──────── TEXTE FOURNI
6070 Notre-Seigneur montre à sainte Brigitte la damnation horrible d’un cardinal, et ses causes. Avertissements aux prélats.

  Sainte Brigitte voyait comme la personne d’un cardinal défunt qui était assise sur une porte de bois, à qui quatre Éthiopiens préparaient quatre chambres par lesquelles il fallait que l’âme de ce cardinal passât.

En la première, il y avait des vêtements de diverses manières que cette âme avait aimés en sa vie. En la deuxième, il y avait des vases d’or, d’argent, et divers autres ustensiles, esquels cette âme s’était plue pendant qu’elle vivait. En la troisième étaient des viandes et des parfums aromatiques esquels elle se plaisait. En la quatrième, il y avait des chevaux et autres animaux desquels elle se servait autrefois.
────────────────
CONSIGNES.
D'après le texte fourni, expliquez pourquoi chacune des quatre chambres préparées par les Éthiopiens contient ce qui s'y trouve.
──────── DONNÉES FOURNIES
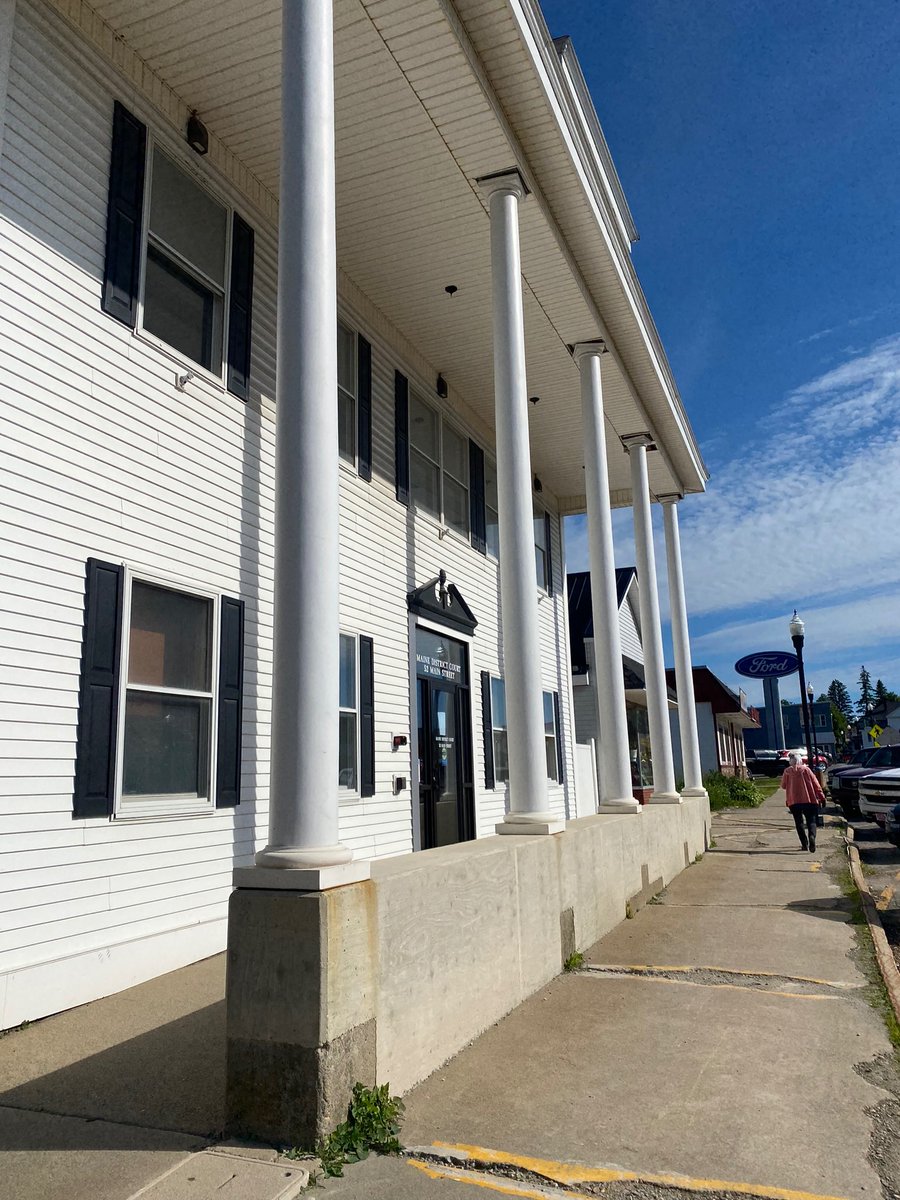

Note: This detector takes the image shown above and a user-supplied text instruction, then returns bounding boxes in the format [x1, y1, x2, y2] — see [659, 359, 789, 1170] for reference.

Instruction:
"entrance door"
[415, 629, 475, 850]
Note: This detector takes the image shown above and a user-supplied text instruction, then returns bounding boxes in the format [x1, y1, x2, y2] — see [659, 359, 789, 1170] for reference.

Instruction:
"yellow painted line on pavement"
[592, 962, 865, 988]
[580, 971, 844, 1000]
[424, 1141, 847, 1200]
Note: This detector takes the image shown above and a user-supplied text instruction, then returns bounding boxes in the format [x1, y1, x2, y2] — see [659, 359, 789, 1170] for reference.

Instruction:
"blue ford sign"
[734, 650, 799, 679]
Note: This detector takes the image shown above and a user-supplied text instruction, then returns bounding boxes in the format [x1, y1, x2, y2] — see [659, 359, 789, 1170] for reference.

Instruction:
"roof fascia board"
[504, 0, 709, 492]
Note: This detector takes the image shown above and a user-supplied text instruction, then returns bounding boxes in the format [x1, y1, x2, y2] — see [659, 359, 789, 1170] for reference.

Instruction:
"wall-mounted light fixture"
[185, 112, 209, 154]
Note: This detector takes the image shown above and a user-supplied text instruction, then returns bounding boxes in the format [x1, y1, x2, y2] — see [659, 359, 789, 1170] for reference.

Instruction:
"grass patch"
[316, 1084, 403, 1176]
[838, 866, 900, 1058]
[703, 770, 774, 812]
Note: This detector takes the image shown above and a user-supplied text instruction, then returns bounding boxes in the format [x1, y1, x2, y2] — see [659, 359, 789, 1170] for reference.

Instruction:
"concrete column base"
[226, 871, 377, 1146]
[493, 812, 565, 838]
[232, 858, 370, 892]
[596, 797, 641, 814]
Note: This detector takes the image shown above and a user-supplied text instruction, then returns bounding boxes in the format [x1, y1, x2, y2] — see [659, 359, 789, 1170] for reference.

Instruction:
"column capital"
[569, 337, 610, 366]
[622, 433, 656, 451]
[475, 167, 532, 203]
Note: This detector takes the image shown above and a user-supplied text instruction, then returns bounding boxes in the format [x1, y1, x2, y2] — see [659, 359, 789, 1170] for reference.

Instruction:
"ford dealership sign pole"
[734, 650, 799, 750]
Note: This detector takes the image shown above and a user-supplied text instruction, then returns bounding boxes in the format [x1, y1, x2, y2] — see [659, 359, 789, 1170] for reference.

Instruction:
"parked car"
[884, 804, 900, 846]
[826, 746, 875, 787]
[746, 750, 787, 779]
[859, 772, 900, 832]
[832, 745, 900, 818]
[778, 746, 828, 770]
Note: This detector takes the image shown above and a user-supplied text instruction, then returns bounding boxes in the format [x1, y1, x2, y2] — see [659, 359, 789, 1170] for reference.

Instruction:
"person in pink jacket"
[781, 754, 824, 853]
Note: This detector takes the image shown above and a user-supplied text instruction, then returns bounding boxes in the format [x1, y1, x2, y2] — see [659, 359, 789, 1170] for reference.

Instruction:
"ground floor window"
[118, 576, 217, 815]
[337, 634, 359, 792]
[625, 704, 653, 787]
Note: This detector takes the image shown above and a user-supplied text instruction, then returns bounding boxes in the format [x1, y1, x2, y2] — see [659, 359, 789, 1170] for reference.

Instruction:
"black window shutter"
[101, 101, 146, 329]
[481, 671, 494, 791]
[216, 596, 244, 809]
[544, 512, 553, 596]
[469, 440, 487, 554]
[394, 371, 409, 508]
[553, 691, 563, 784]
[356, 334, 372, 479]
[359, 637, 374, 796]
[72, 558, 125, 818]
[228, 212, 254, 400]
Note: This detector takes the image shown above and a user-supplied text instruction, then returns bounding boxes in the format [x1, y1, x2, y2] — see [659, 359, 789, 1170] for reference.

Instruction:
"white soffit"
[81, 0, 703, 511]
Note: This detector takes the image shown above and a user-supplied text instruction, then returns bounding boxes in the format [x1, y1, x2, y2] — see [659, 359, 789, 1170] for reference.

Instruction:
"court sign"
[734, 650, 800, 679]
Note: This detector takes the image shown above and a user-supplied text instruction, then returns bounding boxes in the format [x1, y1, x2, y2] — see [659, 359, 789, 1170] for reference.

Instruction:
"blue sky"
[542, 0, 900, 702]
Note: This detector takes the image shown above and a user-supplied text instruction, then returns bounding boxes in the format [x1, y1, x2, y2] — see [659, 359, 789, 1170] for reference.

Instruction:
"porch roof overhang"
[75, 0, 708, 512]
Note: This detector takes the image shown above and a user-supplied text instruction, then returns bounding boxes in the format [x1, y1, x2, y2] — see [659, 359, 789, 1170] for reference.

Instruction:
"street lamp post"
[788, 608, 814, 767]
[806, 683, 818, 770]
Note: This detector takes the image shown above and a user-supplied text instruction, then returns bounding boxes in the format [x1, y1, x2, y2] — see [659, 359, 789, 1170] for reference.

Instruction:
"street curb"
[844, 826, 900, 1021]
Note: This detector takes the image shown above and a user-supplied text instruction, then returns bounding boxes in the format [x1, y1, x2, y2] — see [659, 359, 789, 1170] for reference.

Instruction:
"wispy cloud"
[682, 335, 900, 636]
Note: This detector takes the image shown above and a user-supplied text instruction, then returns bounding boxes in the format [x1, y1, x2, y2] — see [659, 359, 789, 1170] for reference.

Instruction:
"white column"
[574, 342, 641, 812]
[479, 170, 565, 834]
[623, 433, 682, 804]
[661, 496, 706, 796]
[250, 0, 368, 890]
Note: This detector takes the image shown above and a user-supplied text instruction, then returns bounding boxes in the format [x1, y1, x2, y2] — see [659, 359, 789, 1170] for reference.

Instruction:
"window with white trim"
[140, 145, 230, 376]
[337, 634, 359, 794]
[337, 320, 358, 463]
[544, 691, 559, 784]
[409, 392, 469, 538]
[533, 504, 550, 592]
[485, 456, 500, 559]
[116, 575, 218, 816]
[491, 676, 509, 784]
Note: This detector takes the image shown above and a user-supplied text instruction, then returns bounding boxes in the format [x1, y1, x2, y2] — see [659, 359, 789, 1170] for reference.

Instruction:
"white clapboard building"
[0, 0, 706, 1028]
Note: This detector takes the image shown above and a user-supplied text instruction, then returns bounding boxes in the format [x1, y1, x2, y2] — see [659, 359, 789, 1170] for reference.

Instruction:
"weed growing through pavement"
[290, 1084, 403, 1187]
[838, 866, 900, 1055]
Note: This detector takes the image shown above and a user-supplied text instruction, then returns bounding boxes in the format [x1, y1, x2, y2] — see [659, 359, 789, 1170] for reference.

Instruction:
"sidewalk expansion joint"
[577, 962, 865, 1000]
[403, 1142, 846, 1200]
────────────────
──────── DONNÉES FOURNIES
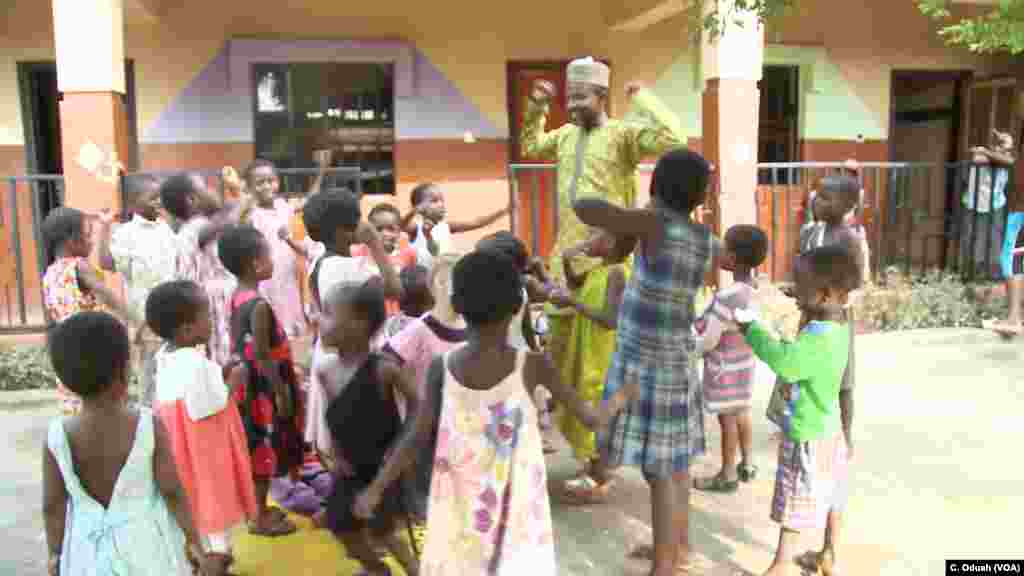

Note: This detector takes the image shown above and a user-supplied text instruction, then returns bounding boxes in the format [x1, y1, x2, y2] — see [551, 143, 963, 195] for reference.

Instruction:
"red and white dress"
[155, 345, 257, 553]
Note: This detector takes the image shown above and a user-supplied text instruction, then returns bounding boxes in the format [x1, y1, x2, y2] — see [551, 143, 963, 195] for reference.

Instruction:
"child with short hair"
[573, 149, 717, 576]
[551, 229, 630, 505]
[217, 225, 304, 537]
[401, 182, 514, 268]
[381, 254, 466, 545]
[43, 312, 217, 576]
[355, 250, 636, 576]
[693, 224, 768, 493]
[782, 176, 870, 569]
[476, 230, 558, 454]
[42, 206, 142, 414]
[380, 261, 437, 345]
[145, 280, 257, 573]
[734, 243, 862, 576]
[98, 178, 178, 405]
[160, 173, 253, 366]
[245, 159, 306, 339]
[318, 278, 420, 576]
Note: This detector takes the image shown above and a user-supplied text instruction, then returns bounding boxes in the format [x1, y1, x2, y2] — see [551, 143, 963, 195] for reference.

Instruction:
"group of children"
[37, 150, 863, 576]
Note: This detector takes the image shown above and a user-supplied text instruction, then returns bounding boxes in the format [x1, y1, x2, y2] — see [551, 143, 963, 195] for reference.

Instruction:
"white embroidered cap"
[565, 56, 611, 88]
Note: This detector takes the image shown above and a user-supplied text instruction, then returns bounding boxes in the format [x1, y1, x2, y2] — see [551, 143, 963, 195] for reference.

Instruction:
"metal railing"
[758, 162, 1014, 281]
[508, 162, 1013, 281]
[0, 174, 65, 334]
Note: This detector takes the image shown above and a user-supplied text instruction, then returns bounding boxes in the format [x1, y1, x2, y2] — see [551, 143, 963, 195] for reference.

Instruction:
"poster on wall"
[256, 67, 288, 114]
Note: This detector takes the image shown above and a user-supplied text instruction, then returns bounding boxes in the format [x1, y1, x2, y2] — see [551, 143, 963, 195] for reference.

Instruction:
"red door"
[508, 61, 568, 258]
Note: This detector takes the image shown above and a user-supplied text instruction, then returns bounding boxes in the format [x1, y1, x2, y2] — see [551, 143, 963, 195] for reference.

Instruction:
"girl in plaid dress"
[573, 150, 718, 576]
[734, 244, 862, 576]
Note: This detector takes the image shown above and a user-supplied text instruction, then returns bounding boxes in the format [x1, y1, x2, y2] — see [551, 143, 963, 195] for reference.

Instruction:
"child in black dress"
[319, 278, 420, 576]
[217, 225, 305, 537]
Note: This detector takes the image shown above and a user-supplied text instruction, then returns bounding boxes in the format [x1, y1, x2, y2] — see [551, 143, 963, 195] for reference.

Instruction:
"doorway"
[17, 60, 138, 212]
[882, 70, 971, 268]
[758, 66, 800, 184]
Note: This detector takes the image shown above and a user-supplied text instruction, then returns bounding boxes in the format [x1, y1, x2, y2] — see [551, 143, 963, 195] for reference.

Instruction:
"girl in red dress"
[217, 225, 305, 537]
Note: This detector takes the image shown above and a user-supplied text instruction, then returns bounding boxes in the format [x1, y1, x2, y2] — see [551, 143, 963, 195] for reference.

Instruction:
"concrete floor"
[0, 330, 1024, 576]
────────────────
RÉSULTAT FINAL.
Chaque chambre renferme ce à quoi l'âme du cardinal s'était attachée pendant sa vie. La première contient des vêtements qu'elle avait aimés. La deuxième contient des vases d'or et d'argent et d'autres ustensiles où elle s'était plu. La troisième contient des viandes et des parfums aromatiques où elle se plaisait. La quatrième contient des chevaux et d'autres animaux dont elle se servait autrefois.